**Task requirements**
Report each line in the rows below that contains the string "above", matching case exactly.

----

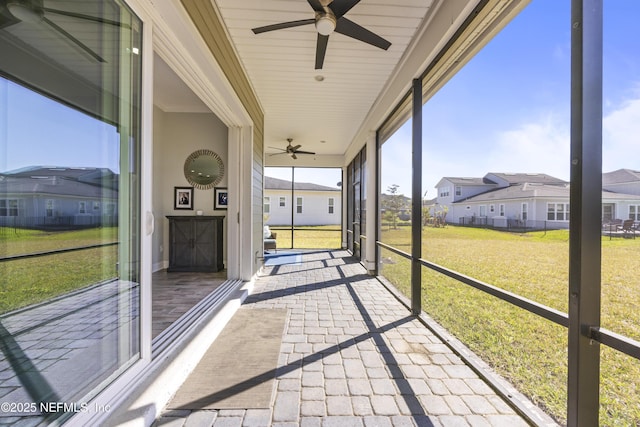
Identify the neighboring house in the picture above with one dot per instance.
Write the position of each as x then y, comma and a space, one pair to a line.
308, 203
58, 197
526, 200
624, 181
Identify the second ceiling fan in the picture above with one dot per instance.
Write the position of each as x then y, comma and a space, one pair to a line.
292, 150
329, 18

----

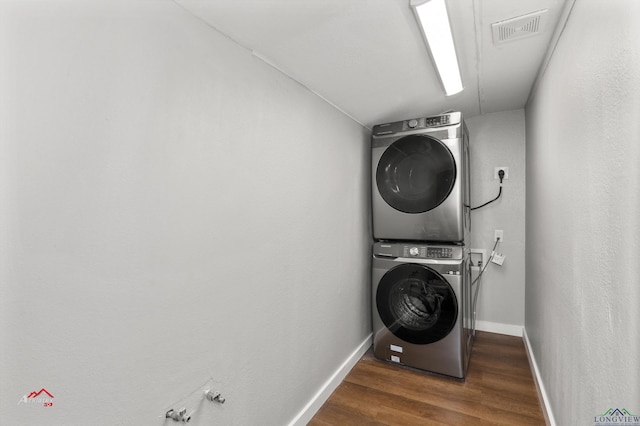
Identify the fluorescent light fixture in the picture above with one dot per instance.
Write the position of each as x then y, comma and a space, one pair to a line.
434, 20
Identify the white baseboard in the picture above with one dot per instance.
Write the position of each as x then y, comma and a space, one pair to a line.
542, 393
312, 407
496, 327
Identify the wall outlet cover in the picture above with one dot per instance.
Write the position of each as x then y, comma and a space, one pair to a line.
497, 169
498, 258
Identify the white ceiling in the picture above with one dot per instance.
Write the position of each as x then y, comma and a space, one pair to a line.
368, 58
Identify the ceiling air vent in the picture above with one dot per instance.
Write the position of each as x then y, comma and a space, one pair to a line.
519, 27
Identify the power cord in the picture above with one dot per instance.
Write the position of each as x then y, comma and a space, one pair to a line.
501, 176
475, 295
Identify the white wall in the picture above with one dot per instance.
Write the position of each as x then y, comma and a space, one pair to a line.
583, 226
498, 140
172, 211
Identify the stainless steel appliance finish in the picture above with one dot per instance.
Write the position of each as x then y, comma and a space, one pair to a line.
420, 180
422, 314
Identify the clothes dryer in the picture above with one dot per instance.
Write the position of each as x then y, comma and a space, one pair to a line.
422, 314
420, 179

----

**Solution**
Identify the neighboring house in the picture above with one dot per instance.
Identify the second ceiling fan in the picture above with one dot per instance.
Identify the fluorescent light fixture in the picture above with one dot per instance.
Identify the white baseboard in the picture above with one dot per instance.
Identify the wall outlet cover in the picture above with one dot per instance.
Identify the white ceiling in the picture above with one dot per instance.
Identify the ceiling air vent in the picture above with one dot per instance.
Identify the power cord in the picture above with one dot per instance.
Identify the white wall in the picture above with one dot per instance.
Identify the stainless steel appliance finish in the picture above with one dot per instance.
Identify the clothes dryer in the picture above with one dot per instance.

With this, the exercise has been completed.